Written request →
Reproduce the items below, swapping "mossy bank" for "gravel path" wherever it occurs and leaving everything else unchanged.

Exercise material →

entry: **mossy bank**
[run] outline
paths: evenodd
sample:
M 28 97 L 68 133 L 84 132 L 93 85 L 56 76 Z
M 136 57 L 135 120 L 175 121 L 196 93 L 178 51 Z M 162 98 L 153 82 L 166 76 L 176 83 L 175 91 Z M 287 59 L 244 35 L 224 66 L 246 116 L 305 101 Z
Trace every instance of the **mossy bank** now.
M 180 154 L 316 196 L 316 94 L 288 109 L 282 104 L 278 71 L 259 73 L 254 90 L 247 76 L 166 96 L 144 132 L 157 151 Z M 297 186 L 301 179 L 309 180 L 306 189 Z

Reply →
entry: **gravel path**
[run] outline
paths: evenodd
sample:
M 28 97 L 68 133 L 84 132 L 93 85 L 56 76 Z
M 136 57 L 135 120 L 175 121 L 196 93 L 178 51 Z M 162 98 L 153 82 L 166 76 L 176 83 L 175 91 Z M 287 59 L 244 35 L 224 66 L 246 116 L 305 101 Z
Trace every instance of the **gravel path** now.
M 180 154 L 316 196 L 316 94 L 288 109 L 282 104 L 278 71 L 259 73 L 254 90 L 247 76 L 166 96 L 144 132 L 157 151 Z M 297 186 L 301 179 L 309 180 L 306 189 Z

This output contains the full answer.